Start of Block

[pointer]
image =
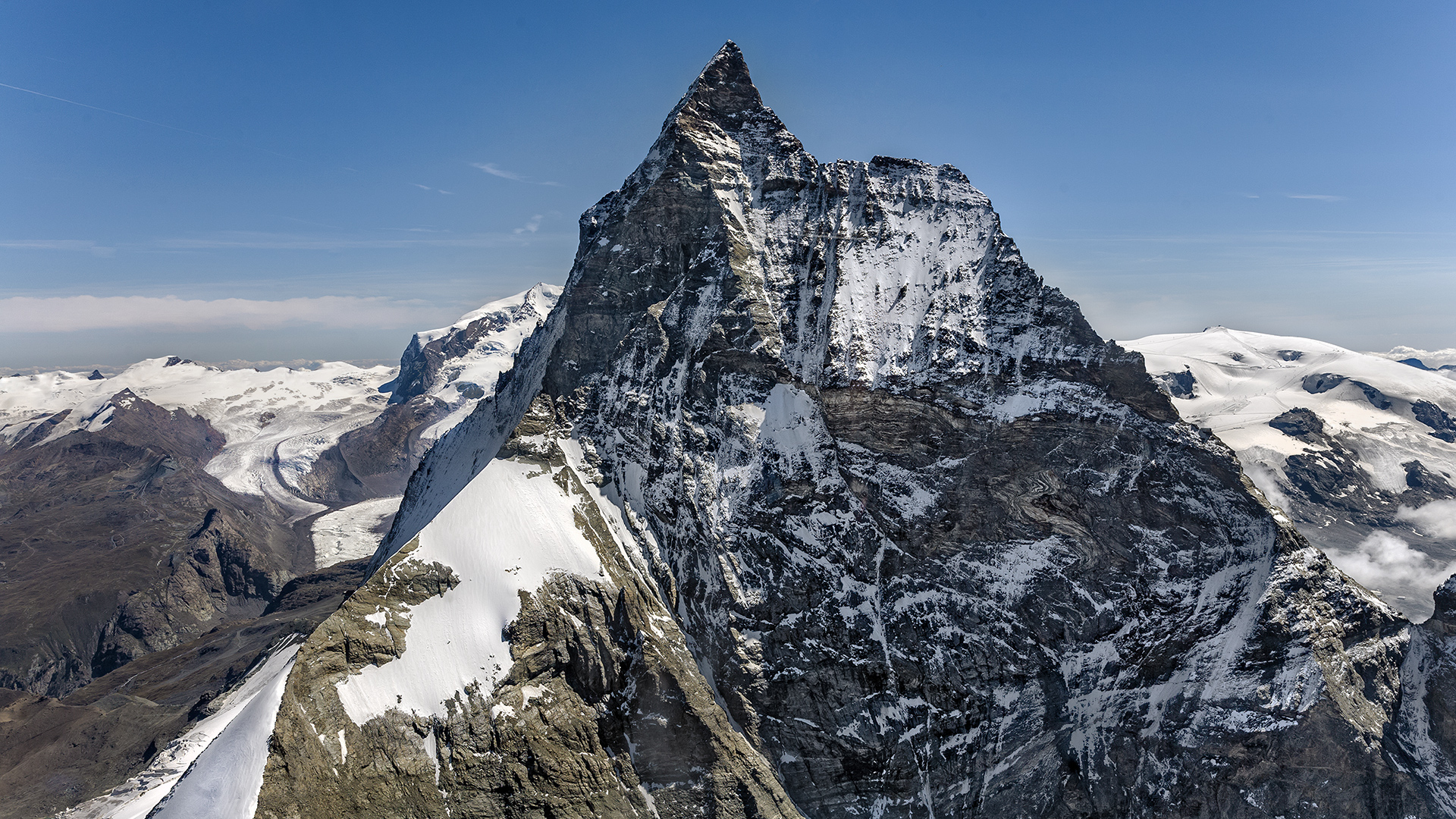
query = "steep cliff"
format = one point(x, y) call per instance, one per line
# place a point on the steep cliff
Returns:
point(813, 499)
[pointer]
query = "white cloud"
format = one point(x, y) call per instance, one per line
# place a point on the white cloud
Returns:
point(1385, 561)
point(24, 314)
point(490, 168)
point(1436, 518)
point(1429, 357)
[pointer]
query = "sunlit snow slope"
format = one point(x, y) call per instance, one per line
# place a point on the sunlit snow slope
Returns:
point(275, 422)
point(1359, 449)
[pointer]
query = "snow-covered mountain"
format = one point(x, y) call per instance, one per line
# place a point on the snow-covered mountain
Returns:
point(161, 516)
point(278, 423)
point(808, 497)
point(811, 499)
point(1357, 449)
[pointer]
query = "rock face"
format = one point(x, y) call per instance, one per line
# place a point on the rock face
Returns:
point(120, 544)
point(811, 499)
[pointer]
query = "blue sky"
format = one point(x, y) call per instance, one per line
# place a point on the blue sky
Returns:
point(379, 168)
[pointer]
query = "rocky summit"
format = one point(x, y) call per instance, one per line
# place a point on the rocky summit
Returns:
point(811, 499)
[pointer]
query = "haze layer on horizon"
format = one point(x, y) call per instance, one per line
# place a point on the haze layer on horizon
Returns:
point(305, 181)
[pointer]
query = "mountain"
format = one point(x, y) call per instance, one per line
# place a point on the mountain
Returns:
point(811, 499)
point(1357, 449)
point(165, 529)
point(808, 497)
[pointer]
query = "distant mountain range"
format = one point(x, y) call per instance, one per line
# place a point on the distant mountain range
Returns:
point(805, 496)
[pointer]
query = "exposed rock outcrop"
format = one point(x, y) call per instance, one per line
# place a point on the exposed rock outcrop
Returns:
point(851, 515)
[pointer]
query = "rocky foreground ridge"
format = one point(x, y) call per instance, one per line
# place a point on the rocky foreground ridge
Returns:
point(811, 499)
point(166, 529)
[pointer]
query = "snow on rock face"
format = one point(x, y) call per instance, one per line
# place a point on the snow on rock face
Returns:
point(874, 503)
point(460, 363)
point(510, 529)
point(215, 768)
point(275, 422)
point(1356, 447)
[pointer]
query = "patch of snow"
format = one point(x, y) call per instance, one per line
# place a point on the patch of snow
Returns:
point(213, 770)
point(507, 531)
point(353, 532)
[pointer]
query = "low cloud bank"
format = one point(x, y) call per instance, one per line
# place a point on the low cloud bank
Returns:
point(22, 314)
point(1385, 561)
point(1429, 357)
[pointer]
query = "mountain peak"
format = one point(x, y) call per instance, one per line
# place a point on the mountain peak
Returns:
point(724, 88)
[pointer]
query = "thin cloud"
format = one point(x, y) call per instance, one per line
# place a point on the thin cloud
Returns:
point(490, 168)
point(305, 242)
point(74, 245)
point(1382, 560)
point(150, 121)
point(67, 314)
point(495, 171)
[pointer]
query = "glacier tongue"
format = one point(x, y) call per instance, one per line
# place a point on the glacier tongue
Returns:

End of Block

**Task objective**.
What lines in the data above contain the word "rocky"? Show them all.

**Answer box**.
query = "rocky summit"
# place a point on the rocky summit
query = "rocky foreground ridge"
# place a point on the rocky foreground ridge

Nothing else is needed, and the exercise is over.